Entries drawn from a collection:
★ ★ ★ ★ ★

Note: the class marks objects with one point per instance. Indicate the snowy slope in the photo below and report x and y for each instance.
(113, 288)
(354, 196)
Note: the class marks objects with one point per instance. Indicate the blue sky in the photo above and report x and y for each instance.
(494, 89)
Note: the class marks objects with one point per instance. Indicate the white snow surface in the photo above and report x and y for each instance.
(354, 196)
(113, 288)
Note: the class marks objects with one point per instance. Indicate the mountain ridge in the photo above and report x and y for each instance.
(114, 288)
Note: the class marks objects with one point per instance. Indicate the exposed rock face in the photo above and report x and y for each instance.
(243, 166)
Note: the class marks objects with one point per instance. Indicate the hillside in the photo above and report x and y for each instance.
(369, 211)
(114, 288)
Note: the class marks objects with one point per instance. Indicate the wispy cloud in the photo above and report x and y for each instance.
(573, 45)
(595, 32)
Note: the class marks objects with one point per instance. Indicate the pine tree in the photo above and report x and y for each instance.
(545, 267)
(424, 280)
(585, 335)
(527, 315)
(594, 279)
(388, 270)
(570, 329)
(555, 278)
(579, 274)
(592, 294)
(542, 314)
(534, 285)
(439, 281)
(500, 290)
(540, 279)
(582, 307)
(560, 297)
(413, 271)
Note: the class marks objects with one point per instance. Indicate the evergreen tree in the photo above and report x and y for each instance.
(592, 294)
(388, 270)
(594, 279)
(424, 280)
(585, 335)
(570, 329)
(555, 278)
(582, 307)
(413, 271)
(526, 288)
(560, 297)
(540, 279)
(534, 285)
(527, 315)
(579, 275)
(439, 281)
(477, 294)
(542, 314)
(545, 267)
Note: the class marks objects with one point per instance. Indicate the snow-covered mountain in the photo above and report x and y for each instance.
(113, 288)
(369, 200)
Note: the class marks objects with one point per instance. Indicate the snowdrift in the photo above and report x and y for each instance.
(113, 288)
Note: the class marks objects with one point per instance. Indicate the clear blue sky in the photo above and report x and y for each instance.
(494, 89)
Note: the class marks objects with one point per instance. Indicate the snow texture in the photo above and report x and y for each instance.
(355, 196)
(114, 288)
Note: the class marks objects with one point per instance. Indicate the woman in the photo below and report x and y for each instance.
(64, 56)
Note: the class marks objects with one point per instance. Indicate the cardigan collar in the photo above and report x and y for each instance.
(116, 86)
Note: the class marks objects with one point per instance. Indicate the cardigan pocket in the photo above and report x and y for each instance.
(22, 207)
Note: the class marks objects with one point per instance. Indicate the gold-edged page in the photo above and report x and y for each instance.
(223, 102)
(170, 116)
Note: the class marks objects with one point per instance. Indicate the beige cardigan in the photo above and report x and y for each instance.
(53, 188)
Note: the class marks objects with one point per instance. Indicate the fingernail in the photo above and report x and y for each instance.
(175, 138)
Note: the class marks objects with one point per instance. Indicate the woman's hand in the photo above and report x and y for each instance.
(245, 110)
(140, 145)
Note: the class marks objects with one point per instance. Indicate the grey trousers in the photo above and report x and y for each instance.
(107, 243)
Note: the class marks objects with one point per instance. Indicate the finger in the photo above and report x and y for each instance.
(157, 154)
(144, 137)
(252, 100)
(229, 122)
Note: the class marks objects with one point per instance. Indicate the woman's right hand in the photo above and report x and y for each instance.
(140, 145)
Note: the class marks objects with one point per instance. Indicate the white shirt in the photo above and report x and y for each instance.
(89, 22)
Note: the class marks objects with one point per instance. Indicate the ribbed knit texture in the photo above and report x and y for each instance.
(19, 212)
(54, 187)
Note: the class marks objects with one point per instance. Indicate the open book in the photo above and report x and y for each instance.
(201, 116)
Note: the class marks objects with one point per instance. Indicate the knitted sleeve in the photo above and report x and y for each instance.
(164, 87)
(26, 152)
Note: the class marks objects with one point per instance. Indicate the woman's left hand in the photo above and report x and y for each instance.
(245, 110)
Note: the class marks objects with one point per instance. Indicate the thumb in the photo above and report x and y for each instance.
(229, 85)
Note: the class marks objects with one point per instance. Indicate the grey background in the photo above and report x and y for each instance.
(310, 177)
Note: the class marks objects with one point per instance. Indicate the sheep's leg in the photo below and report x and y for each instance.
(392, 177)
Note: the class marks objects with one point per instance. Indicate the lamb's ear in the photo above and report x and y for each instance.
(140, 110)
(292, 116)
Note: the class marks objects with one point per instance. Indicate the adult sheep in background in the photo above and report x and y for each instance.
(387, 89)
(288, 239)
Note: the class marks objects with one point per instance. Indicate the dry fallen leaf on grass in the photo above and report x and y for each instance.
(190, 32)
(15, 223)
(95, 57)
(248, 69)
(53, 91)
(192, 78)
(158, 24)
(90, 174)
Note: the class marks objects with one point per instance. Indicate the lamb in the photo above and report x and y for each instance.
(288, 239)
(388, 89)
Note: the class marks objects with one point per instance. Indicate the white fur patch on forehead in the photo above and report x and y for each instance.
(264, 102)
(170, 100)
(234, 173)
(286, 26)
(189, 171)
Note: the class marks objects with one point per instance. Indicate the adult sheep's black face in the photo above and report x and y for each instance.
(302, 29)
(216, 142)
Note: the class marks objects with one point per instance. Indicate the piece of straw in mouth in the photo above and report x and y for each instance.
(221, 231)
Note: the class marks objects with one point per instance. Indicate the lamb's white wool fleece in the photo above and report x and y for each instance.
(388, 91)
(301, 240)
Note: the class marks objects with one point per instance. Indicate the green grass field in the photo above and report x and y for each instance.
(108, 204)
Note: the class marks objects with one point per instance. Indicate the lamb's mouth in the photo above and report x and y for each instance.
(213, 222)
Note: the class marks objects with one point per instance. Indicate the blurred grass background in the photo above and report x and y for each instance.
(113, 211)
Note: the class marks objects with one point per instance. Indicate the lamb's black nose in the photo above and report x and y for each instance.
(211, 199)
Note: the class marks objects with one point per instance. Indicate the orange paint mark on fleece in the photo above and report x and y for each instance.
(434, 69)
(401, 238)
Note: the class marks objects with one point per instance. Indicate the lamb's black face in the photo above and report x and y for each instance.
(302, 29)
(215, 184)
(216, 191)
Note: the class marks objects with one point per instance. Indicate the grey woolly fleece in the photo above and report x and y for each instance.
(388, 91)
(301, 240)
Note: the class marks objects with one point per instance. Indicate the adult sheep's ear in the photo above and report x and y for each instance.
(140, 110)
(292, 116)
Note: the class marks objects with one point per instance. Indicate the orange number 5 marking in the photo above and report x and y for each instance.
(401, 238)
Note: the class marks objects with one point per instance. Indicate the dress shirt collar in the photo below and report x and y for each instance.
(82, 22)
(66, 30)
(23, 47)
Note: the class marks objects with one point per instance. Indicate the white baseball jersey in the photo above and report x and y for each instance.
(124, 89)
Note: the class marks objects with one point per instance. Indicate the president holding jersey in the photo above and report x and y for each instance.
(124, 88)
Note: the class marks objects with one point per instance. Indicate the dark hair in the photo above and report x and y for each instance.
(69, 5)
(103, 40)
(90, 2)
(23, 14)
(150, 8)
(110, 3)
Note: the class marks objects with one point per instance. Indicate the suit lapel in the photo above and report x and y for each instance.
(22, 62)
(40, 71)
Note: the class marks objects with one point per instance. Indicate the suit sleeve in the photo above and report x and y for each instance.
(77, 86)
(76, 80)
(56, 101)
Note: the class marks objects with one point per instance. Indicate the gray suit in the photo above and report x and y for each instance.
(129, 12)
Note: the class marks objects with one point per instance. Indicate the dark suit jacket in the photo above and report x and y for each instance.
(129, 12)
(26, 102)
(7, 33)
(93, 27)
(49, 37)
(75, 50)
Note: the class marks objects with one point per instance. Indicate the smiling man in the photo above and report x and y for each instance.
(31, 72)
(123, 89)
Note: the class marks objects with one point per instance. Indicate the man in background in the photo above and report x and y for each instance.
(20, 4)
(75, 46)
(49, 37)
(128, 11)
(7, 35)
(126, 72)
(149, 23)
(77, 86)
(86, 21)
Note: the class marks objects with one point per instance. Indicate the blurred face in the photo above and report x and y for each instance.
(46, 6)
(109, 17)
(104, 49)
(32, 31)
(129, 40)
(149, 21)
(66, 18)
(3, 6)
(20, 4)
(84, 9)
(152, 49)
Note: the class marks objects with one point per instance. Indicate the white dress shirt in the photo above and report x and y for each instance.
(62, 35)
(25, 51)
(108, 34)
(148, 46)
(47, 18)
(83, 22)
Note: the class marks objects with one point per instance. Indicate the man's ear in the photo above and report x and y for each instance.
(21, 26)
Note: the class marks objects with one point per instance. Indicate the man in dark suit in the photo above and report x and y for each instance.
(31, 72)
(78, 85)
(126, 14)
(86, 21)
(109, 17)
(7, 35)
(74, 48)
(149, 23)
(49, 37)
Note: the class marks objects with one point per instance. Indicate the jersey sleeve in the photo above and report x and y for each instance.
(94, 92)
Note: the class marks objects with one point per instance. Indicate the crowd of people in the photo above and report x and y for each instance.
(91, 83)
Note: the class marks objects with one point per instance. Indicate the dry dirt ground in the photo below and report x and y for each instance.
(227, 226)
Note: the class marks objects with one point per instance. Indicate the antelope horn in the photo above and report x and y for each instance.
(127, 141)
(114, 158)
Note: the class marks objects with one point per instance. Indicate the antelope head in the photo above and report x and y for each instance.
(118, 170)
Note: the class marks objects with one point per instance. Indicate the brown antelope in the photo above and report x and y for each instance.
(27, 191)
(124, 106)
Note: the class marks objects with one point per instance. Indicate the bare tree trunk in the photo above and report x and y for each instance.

★ ★ ★ ★ ★

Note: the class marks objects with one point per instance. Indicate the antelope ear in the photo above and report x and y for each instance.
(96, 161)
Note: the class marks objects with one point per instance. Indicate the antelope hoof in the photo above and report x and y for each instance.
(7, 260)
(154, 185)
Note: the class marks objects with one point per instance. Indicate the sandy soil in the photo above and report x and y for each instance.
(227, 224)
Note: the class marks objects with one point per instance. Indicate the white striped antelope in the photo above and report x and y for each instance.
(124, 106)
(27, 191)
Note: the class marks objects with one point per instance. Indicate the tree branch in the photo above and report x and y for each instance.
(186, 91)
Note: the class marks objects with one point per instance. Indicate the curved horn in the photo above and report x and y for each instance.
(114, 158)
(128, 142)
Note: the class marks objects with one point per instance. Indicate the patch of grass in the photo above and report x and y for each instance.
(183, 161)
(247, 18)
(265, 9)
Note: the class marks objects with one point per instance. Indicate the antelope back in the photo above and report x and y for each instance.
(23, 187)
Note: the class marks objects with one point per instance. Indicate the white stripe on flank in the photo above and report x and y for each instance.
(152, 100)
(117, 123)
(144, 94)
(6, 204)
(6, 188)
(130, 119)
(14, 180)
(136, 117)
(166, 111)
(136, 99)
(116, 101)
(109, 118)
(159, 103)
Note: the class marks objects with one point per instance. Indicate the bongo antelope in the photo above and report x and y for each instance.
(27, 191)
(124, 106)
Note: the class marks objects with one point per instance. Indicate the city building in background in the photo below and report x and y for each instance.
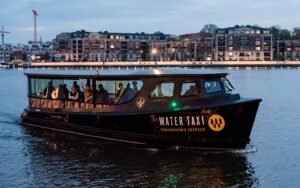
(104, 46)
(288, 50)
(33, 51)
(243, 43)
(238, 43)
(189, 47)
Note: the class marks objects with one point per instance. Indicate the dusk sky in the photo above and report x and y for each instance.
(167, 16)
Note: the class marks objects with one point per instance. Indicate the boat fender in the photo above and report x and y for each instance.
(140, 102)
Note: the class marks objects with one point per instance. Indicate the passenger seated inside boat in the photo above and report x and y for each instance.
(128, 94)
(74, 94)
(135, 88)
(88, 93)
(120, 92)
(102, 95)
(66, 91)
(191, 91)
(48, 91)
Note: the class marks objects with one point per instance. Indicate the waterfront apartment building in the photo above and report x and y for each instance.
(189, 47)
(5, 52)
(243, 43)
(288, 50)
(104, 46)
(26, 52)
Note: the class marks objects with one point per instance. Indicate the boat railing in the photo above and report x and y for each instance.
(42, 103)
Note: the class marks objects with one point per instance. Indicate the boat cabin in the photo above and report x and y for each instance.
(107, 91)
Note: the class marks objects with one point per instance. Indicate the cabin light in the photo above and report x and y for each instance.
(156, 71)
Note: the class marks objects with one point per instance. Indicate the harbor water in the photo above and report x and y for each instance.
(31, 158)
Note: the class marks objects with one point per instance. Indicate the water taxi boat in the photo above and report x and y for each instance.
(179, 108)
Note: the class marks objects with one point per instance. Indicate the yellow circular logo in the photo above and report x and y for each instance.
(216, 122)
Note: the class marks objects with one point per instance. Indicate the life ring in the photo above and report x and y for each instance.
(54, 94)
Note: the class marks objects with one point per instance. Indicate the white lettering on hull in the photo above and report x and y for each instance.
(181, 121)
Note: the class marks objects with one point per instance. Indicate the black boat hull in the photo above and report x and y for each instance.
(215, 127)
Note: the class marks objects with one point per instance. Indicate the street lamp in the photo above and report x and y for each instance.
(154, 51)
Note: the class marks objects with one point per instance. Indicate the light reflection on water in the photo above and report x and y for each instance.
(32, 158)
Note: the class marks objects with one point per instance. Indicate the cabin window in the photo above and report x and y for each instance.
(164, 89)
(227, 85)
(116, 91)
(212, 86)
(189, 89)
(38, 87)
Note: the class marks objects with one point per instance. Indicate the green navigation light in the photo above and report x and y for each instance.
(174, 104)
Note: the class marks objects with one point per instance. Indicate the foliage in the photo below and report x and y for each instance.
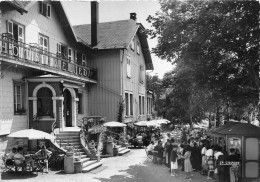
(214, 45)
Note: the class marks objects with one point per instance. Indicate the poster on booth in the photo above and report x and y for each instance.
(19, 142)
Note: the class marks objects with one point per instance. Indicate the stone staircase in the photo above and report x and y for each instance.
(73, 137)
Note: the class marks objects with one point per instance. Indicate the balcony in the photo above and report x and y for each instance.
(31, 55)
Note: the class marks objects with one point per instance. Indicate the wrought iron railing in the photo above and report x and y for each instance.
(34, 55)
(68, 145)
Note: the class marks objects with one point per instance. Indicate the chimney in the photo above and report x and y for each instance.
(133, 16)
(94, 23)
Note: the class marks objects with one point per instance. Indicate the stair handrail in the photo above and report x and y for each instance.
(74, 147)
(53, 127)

★ ★ ★ ★ ★

• Work required
Extract each line of the data above that contains the string "woman", treating uppercase and lowercase as distinct.

• Result of the exercise
Note: the class marks objects with one point per instance. Indicate the woman in the photo below and report x and y for each instance.
Note: the class marks objects with one point per instance. Indicate the woman's hand in the photo above and report x and y for each instance.
Note: the class marks objects with one point per instance. Indicate the woman's right hand in the photo above and report x and y for each instance.
Note: the class marks objects with one point per instance. Indicate the woman's left hand in the photo above and report x and y for each instance.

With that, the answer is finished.